STATED GOAL: Please print the lines of the entries below unchanged.

(Saved data entries)
• • • • •

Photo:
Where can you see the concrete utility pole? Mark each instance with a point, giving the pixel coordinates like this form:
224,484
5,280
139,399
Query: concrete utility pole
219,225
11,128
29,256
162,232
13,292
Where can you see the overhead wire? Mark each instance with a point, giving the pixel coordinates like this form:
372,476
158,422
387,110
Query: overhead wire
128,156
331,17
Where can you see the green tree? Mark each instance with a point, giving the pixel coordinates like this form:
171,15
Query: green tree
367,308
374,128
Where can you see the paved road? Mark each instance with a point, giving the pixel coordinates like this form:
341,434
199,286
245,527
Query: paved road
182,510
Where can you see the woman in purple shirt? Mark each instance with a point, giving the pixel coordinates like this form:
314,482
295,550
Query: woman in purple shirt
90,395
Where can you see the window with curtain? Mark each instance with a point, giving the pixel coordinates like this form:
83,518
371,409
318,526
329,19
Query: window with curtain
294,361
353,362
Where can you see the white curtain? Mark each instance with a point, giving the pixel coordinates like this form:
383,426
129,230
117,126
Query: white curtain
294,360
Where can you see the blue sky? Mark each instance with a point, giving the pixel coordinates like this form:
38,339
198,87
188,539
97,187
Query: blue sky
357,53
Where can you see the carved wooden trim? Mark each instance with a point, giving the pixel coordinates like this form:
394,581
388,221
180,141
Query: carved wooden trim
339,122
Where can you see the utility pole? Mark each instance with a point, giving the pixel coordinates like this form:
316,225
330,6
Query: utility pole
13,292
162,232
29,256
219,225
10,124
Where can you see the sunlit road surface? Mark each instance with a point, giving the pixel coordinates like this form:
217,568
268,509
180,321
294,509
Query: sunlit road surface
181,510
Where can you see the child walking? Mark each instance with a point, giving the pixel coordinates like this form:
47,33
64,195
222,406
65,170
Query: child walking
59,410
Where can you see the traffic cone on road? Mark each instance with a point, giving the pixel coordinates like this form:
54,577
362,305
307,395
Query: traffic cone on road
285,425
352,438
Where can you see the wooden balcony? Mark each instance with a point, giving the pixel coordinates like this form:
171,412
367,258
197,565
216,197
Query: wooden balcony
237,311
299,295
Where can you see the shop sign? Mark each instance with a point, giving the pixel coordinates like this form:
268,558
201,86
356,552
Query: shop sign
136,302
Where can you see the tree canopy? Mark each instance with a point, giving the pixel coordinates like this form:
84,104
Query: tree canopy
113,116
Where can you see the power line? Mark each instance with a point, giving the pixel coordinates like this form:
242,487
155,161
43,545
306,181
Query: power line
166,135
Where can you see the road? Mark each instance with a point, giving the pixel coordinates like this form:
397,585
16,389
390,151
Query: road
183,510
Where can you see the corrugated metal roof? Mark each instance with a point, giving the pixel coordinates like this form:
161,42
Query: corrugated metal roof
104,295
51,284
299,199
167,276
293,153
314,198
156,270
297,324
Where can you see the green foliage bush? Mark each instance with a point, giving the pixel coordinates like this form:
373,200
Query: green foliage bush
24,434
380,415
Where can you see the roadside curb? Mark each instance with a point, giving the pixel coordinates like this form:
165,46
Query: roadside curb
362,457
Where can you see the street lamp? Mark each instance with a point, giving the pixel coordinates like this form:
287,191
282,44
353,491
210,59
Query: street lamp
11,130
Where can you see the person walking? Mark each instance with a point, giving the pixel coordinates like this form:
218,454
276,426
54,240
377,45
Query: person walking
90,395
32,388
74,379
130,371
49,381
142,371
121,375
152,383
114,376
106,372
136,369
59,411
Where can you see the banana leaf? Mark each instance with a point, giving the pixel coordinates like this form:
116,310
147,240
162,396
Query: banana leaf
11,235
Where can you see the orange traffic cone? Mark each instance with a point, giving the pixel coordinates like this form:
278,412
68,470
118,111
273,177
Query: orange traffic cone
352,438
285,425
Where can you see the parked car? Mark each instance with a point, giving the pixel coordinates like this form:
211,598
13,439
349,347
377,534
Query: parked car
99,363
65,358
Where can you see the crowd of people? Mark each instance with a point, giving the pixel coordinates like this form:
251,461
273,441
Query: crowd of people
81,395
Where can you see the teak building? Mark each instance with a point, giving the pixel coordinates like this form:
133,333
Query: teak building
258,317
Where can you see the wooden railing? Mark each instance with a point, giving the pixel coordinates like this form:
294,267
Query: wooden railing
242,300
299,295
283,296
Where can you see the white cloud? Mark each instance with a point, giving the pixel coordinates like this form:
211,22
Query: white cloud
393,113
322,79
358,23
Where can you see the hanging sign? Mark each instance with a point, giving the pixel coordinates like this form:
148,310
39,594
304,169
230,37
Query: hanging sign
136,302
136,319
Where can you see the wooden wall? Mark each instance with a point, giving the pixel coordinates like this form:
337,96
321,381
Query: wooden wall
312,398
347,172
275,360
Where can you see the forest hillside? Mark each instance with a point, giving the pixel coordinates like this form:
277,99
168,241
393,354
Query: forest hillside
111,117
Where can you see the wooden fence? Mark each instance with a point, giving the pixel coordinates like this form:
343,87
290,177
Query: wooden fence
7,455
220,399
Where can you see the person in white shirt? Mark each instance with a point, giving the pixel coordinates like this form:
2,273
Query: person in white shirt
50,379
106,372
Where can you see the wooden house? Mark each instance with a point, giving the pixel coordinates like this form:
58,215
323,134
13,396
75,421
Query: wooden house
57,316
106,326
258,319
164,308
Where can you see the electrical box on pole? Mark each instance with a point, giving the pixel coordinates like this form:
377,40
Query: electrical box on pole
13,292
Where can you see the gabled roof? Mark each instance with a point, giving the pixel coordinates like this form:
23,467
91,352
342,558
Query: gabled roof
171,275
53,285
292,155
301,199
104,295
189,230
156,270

• • • • •

TASK ANSWER:
Photo:
Where can you see the concrete utility pole? Mark each instance with a point, giving the pixel coordinates like this form:
224,484
5,280
139,399
Query: concrete utility pole
219,225
11,128
29,256
162,232
13,292
Where can you see the overhead wire? Mark each instance with a point, giving the pixel coordinates like this form:
372,476
158,422
387,110
Query: overhead wire
128,156
331,17
Where can you see the green tree? Mark each instance with a point, giving the pixel coordinates like this form:
171,15
Query: green tree
367,308
374,128
Where can you see the paved road? Mark each instance with a point, giving the pixel coordinates like this form:
341,434
199,286
245,527
Query: paved road
182,510
Where can you see the woman in purple shirt? Mark each instance with a point, giving the pixel coordinates like this form:
314,482
295,550
Query: woman in purple shirt
90,395
Where can you see the window with curtain? Mark each instance with a point, giving the pixel coordinates like this form:
83,518
371,409
318,526
329,19
Query: window with curtain
294,361
353,362
Where can you see the white curtain? Mark each instance with a point, giving the pixel coordinates like this form:
383,426
129,230
117,126
Query: white curtain
294,360
Where can you see the blue sky? Mark each instance with a point, giving the pixel coordinates like this form:
38,339
198,87
188,539
97,187
Query: blue sky
357,53
Where can you see the carved wooden trim? Mark each instance with a point, giving the pixel coordinates like this form:
394,581
388,221
180,141
Query: carved wooden trim
339,122
Where can you see the utility pole? Mark each instance with a point, giving the pixel coordinates like this form:
316,225
330,6
Query: utility pole
13,292
162,232
29,256
219,225
10,124
Where can you see the sunlit road surface? Mark each instance with a point, giving the pixel coordinates like this form:
217,568
268,509
180,321
294,509
Query: sunlit road surface
181,510
Where can you see the child walking? Mark each instance with a point, giving the pixel coordinates like this form:
47,33
64,195
222,406
65,170
Query: child walking
59,410
Where can you see the traffic cone on road? Mark each instance with a point, giving the pixel coordinates like this form:
54,577
362,305
307,395
Query: traffic cone on road
285,425
352,438
Where can you see the wooden balcony? Mark each instance with a point, giving the pixel coordinates like this form:
171,412
367,258
197,565
216,197
Query: wooden balcony
237,311
299,295
Where can you see the shop sign? Mark each instance with a point, giving the pixel coordinates like this form:
268,558
201,86
356,552
Query: shop sign
136,302
Where can you see the tree canopy? Mark each instance with a point, giving the pixel coordinates like this form:
84,104
Query: tree canopy
113,116
Where can you see the power line? Mark each instance with a point, giving the pixel coordinates like this form:
242,487
155,161
43,545
306,181
Query: power line
166,135
Where can you see the road? Mark each instance with a point, giving the pixel coordinates like this form:
397,585
16,389
390,151
Query: road
183,510
Where can you see the corrugated metal roof? Mark each instance with a point, giving the pixel coordinates like this form:
161,42
Query: corrugated metal roof
104,295
51,284
299,199
167,276
293,153
314,198
156,270
297,324
Where can you see the green foliage bush? Mark each instance with a point, giving the pixel coordinates like this form:
373,200
Query: green foliage bush
24,434
380,415
Where can you see the roadside curb? Mark each instance with a point, giving the pixel coordinates like this form:
165,46
Query: roadside curb
362,457
Where can you see the street lamp? Mark each instance with a point, giving the pixel coordinates like this form:
287,191
282,44
353,491
210,59
Query: street lamp
11,130
Where can you see the person walking? Mark each instance with a point, giving the pixel coordinates like this form:
218,454
276,426
54,240
377,45
Query: person walking
90,395
32,388
74,379
130,371
49,381
142,371
121,375
152,383
114,376
106,372
136,369
59,411
Where can you see the banana leaf? Mark each instance with a point, giving the pixel coordinates like this form:
116,310
147,240
162,396
Query: banana leaf
11,235
Where can you see the orange traffic cone? Mark each instance with a point, giving the pixel coordinates like this form:
278,412
68,470
118,111
273,177
Query: orange traffic cone
352,438
285,425
Where can you see the parked car? Mark each instance with a point, giving the pixel coordinates like this form:
211,598
13,439
349,347
377,534
Query: parked car
99,363
65,358
Where can you see the crowd of people? Mark each instance with a point, giving the pixel coordinates like this form:
251,461
273,441
Query: crowd of people
81,395
Where can you see the teak building? Mark each instance with a point, giving the pixel coordinates like this form:
133,333
Query: teak building
258,317
Where can you see the wooden railing? Mark each instance with a point, giving the pixel coordinates like this form:
294,267
Query: wooden railing
242,300
299,295
283,296
Where can you see the white cloud? Mark each instance with a point, giving the pixel coordinates like this form:
211,22
Query: white cloud
393,113
322,79
358,23
Where can you see the hanging sign? Mark each instance with a point, giving the pixel coordinates like this form:
148,310
39,594
304,169
230,37
Query: hanging sign
136,302
136,319
Where can you see the wooden wall? Mark each instance with a point, giving the pixel coordinates like this form:
337,96
321,381
Query: wooden wall
312,398
347,172
275,360
Where can you see the forest hillside? Mark each instance with a point, giving the pixel coordinates like this form:
277,99
168,241
393,354
Query: forest hillside
111,117
Where can you see the wooden fence? Mark each instance with a point, giving the pixel coordinates like this form:
343,87
290,177
Query: wooden fence
7,455
220,399
Where can you see the person in white shirt? Mark each instance with a point, giving the pixel coordinates like this form:
2,273
Query: person in white shirt
50,379
106,372
Where can you see the wooden house? Mark each instance with a point, giving the pixel coordinates like this form:
58,215
323,134
13,396
75,421
Query: wooden house
57,316
106,326
258,319
164,308
Where can you see the electrical box on pole? Mark each instance with a point, giving the pixel coordinates like this form:
377,40
Query: electrical box on pole
13,292
Where can you see the gabled roof? Mark each instance with a point, giving the pixel coordinates like this form:
23,467
91,352
342,558
Query: gabled roof
171,275
53,285
292,155
301,199
104,295
189,230
156,270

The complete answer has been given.